Entries for pointing and labeling
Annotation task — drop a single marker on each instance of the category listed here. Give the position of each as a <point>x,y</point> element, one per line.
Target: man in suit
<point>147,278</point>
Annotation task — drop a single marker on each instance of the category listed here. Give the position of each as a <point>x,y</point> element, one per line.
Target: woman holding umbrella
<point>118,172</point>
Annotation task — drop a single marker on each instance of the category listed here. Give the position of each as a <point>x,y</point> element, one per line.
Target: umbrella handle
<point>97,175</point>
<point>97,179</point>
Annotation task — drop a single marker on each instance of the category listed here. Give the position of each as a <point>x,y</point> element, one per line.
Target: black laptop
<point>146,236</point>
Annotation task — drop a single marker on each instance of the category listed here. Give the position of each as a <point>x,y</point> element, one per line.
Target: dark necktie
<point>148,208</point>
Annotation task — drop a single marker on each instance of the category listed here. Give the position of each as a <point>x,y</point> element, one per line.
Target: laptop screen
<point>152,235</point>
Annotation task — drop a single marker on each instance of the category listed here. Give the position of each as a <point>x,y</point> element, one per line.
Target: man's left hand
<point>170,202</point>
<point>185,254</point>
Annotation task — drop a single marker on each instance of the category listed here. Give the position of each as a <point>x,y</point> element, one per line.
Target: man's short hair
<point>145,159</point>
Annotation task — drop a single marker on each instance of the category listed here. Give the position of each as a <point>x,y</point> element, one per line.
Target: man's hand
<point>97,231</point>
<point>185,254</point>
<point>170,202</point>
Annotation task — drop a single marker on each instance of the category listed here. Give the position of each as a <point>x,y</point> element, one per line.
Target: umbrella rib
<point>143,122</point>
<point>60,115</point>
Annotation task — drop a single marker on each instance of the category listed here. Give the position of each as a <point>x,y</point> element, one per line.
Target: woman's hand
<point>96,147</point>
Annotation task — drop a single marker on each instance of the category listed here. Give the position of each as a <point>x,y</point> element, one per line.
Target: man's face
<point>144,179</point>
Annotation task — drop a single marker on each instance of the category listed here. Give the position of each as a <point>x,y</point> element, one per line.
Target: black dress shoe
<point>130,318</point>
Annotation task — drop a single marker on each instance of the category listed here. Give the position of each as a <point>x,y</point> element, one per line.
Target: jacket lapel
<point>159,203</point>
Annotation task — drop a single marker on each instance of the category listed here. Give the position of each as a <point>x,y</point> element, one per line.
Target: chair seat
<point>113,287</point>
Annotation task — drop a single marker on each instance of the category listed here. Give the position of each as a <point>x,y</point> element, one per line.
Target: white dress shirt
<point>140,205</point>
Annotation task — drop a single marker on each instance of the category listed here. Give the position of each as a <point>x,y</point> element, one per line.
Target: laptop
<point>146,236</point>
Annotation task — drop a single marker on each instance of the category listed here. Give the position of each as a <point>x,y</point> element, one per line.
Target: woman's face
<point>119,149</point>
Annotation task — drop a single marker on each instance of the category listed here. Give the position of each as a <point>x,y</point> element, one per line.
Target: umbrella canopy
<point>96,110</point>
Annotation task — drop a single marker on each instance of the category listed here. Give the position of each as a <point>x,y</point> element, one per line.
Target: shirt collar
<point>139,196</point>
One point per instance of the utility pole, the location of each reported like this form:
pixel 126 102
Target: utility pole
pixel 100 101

---

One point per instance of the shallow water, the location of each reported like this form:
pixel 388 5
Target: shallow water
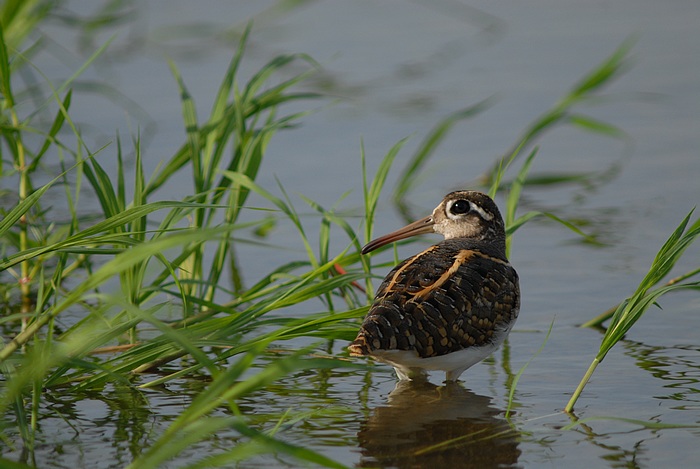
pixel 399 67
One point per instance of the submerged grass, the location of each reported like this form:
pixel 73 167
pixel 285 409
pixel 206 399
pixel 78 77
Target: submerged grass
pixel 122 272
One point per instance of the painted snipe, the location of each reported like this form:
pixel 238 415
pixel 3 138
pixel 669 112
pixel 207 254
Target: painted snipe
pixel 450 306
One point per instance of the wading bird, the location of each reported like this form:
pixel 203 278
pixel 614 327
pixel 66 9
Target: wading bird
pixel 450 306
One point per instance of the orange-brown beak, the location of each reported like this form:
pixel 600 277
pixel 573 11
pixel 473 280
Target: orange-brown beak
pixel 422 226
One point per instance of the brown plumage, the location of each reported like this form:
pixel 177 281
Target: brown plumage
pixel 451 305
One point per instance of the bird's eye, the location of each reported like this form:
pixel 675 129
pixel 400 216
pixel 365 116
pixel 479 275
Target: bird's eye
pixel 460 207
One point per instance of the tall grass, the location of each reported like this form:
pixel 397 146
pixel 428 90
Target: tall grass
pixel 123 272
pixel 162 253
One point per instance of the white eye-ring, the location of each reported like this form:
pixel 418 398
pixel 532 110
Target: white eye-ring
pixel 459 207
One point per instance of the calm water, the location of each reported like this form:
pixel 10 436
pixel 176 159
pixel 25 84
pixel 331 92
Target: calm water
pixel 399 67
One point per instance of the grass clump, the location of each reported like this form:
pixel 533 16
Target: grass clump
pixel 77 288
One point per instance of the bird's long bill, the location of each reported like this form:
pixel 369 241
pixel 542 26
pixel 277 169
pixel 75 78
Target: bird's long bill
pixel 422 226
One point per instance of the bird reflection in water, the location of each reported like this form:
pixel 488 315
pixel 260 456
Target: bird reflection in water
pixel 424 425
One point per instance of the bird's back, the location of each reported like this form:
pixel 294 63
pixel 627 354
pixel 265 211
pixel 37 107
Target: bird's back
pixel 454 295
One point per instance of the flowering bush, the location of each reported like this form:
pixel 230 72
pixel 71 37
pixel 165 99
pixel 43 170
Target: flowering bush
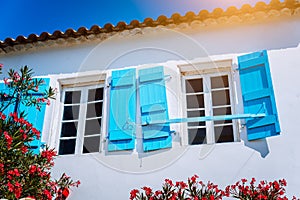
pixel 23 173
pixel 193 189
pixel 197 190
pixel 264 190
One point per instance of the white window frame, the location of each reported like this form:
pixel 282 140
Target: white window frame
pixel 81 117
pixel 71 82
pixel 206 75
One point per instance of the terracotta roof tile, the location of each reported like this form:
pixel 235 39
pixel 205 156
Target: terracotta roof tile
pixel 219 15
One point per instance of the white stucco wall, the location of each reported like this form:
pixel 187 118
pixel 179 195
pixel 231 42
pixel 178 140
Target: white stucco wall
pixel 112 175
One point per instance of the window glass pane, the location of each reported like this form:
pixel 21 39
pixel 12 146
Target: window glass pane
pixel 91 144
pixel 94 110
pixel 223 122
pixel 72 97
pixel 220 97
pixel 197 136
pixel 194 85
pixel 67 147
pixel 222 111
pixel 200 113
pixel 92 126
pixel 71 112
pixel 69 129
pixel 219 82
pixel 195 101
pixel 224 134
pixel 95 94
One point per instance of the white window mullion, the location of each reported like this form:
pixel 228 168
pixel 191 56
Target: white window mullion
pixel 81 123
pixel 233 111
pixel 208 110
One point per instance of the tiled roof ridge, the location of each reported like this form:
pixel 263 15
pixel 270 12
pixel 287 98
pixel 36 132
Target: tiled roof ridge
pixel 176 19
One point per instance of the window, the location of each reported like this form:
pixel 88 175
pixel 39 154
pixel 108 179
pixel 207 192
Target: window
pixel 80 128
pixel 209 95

**Exercise brief:** Copy out every line from the one containing "One point per instance of the bird's eye, the" through the one containing "pixel 264 190", including both, but leave out the pictures.

**Answer for the task:**
One point per instance of the bird's eye, the location of each reported like this form:
pixel 675 129
pixel 400 216
pixel 365 116
pixel 479 275
Target: bird's eye
pixel 460 207
One point per instance of the tall grass, the location of each reported like this form:
pixel 397 146
pixel 428 90
Target: tall grass
pixel 123 272
pixel 162 253
One point per instance of the white eye-ring, the location of each reported like this form:
pixel 418 398
pixel 532 110
Target: white eye-ring
pixel 459 207
One point per instance of the calm water, the location of each reported like this form:
pixel 10 436
pixel 176 159
pixel 25 84
pixel 331 92
Target: calm water
pixel 399 67
One point per instance of the grass clump, the location of each reported like this form:
pixel 533 16
Target: grass clump
pixel 77 288
One point per instance of the bird's long bill, the location of each reported like this form:
pixel 369 241
pixel 542 26
pixel 277 169
pixel 75 78
Target: bird's long bill
pixel 422 226
One point per instance of the bird reflection in water, the location of each reported like this form:
pixel 488 315
pixel 260 456
Target: bird reflection in water
pixel 424 425
One point per instance of the bird's back, the location of each reported like this form:
pixel 294 63
pixel 627 354
pixel 265 211
pixel 37 107
Target: bird's back
pixel 454 295
One point per instance of the flowering bush, the location of each reported like this form:
pixel 230 72
pixel 71 37
pixel 165 99
pixel 43 170
Target: flowering bush
pixel 23 173
pixel 193 189
pixel 197 190
pixel 264 190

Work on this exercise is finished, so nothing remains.